§ **Data items**:
--------------------------------------------------

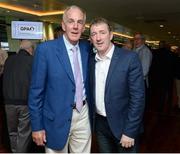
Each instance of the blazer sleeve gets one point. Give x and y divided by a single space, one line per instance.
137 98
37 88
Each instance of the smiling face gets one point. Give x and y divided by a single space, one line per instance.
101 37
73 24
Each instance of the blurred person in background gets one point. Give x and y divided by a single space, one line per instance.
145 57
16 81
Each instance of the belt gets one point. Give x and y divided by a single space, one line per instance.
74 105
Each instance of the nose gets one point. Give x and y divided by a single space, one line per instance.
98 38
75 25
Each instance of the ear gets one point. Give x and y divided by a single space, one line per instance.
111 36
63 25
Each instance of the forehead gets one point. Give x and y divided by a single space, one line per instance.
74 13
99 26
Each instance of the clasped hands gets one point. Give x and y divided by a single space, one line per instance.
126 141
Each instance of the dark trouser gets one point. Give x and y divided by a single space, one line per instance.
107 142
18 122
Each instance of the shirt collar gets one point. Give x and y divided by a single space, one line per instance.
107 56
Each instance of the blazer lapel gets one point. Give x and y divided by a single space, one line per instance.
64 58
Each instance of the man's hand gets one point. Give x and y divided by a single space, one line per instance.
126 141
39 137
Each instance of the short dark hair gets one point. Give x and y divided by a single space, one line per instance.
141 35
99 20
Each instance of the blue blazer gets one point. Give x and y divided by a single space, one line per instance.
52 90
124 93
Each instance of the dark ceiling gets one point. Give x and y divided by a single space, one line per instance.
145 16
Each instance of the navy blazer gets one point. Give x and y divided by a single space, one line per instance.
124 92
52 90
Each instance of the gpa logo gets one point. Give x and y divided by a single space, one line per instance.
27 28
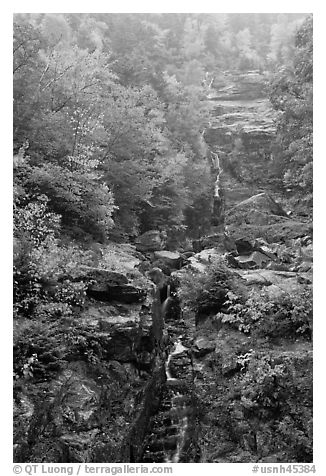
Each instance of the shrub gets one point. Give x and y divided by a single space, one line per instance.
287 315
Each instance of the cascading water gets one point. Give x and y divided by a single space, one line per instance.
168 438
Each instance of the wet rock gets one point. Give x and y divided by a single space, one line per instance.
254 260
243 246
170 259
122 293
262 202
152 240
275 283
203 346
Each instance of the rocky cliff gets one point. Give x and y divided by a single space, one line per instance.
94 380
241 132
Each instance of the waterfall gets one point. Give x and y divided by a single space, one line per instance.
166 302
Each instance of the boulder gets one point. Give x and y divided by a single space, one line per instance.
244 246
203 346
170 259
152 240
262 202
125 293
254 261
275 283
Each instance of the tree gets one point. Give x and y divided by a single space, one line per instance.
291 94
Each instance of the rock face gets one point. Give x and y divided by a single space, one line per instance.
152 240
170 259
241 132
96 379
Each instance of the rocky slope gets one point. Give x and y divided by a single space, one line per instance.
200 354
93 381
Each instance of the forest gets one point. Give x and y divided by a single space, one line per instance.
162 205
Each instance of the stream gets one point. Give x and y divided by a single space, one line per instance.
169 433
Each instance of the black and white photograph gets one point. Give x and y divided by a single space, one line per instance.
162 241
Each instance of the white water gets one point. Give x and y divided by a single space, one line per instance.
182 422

--------------------------------------------------

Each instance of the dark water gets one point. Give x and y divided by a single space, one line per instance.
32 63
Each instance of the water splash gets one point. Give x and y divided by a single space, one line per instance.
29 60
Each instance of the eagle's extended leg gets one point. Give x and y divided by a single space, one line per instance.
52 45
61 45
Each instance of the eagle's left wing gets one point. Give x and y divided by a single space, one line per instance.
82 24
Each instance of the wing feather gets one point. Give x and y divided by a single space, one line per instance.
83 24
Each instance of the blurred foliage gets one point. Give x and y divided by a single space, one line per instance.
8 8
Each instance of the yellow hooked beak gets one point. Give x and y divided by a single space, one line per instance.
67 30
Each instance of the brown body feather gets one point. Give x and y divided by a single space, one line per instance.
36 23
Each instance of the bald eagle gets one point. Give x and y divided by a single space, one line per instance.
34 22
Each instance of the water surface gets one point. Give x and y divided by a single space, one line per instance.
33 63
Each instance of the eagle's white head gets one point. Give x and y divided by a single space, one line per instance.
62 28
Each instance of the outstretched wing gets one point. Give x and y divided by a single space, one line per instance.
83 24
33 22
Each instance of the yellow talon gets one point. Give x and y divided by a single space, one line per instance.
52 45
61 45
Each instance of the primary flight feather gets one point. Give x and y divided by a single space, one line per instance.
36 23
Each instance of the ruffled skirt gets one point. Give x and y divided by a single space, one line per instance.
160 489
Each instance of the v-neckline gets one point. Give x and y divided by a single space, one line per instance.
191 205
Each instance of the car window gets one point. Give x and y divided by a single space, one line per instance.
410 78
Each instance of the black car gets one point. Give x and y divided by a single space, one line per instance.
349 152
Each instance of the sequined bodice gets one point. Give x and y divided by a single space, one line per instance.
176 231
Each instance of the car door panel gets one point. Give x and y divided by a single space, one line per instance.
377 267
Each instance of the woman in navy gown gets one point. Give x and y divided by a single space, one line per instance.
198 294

--------------------------------------------------

§ **The request**:
Gather every line of the records above that contains the string "wing", and copy each one out. Case counts.

§ **Final result**:
Each instance of the eagle's left wing gets one point. Give x and y divided by a single space, one line per instance.
Each instance of the wing feather gets one point. Give x and y divided by a single space, one line per instance.
Each instance of the outstretched wing gets one point. Give x and y divided by a single space, one line per instance.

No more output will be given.